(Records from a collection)
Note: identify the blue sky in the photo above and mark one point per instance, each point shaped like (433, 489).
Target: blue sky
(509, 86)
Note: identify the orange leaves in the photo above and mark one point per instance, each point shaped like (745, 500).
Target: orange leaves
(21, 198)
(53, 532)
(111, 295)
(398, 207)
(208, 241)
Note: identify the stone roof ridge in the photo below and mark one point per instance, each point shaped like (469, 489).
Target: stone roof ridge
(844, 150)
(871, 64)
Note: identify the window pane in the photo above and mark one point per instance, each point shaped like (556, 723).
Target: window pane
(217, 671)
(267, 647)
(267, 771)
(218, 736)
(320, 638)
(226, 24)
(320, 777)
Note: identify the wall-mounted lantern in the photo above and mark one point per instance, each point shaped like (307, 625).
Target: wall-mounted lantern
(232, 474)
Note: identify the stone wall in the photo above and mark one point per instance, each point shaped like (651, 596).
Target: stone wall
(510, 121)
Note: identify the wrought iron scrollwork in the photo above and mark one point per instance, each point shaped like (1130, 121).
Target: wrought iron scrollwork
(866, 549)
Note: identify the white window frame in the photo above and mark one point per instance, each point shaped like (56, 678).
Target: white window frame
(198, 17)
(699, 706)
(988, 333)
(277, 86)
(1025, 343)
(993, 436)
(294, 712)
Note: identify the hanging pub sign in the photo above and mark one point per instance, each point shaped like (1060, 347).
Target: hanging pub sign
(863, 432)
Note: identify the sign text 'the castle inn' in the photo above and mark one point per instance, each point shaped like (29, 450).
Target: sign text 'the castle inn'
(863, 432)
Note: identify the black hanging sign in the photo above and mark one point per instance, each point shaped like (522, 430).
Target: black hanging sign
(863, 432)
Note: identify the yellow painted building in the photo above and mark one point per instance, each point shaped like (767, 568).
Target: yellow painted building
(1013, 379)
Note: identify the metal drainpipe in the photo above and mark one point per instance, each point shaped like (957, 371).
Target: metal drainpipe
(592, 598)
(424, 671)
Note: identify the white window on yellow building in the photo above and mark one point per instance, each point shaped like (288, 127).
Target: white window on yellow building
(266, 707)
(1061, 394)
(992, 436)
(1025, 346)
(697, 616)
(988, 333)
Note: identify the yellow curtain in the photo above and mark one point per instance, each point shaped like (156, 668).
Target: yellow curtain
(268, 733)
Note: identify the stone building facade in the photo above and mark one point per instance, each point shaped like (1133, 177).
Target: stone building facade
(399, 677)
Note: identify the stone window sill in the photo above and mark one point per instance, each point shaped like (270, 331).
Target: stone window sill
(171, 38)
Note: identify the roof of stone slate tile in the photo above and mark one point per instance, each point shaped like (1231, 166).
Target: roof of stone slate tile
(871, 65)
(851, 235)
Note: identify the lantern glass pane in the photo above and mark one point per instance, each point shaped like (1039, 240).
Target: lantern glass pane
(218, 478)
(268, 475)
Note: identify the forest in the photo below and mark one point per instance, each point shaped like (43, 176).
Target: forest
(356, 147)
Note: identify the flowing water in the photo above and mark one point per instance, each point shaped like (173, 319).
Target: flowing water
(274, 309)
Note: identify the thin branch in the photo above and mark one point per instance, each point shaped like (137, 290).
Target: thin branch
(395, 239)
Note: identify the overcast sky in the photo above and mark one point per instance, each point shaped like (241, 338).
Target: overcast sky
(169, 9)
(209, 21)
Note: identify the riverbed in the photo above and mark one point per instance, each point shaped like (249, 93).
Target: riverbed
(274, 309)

» **Prompt**:
Return what is listed above, exactly and completely.

» **In response**:
Note: identify the blue sky in the photo above and mark one point per instance, each point shaped like (433, 489).
Target: blue sky
(509, 86)
Note: identify the orange leaves in the photo above and mark one point per instance, each point shaped like (745, 500).
Target: orange leaves
(21, 198)
(53, 532)
(111, 295)
(398, 207)
(208, 241)
Note: identify the stone roof ridge in the photo below and mark one point per instance, each point shaped like (469, 489).
Target: stone roof ridge
(844, 150)
(871, 64)
Note: identify the window pane in the photo above and mark one point per instance, each point shaped like (556, 723).
Target: window pane
(217, 671)
(267, 647)
(267, 771)
(218, 736)
(320, 638)
(226, 24)
(320, 777)
Note: identify the wall-mounted lantern in the photo above and mark one point per instance, each point shaped like (307, 625).
Target: wall-mounted lantern
(232, 474)
Note: identify the stone wall in the photo above and mark one point per instance, each point shaped like (651, 596).
Target: stone wall
(510, 121)
Note: identify the wrought iron scrollwork in the photo above and mark one point per instance, each point shaped like (1130, 121).
Target: wrought iron scrollwork
(866, 549)
Note: identify the white window frame in the photo above and mark one point per instance, each point shaped like (56, 678).
Target: white window frame
(198, 17)
(699, 706)
(988, 333)
(277, 86)
(1025, 343)
(993, 436)
(294, 712)
Note: identify the hanging pub sign in the photo above and mark one point per instance, each point shaped like (1060, 347).
Target: hanging pub sign
(863, 432)
Note: identify the sign text 'the castle inn' in the photo above and mark one point per instance, each point shaped like (29, 450).
Target: sign text 'the castle inn'
(863, 432)
Note: identify the black hanging sign in the photo above and mark one point per instance, each point shaped like (522, 430).
Target: black hanging sign
(863, 432)
Note: identify the yellow painted building in the photo above and mark one point per instance, each point shaped like (767, 568).
Target: yellow painted building
(1013, 379)
Note: identify the metal drainpipe in the photo above and mark one point per instance, each point shaped like (957, 371).
Target: metal drainpipe
(592, 598)
(424, 671)
Note: identify the white window on yellow building in the photo above and mark one point per instance, each point shaped like (288, 127).
Target: white window on yellow building
(266, 707)
(1061, 394)
(992, 436)
(1025, 346)
(697, 616)
(988, 333)
Note: identify the yellow curtain in the photo above and mark one point per instance, each point shaped like (156, 668).
Target: yellow curtain
(268, 733)
Note: identify the stone building facade in the photo above and mark one point per instance, each point shaped like (1133, 177).
Target: stone building facade
(399, 677)
Note: identify the stone window sill in the photo above and mark one point per instance, each point shaped like (270, 331).
Target: stone window sill
(171, 38)
Note: identify the roof of stone slate tile in the photo above and mark one point per instance, each point shaped like (1231, 166).
Target: roof of stone slate tile
(871, 65)
(851, 235)
Note: identify the lantern glass pane in the photo above and mark one point per instance, each point shaped like (1039, 240).
Target: lantern glass pane
(218, 478)
(268, 475)
Note: identify the forest in the photo below and mark one point per instance, each point shaped like (43, 176).
Target: forest
(356, 147)
Note: identify the flowing water in the photo above and mark one point per instance, each point shaped like (173, 319).
Target: flowing water
(274, 309)
Note: identify the thin branch in the photo above and mark one point per instance, each point shaped like (137, 290).
Target: thin branch
(395, 239)
Note: identify the overcast sky in the photo above and mark one point per instance, each point shaped like (241, 338).
Target: overcast sky
(169, 9)
(209, 21)
Note: identify the riverbed in the photo above and mark one point per instance, each point shaped like (249, 93).
Target: riverbed
(274, 309)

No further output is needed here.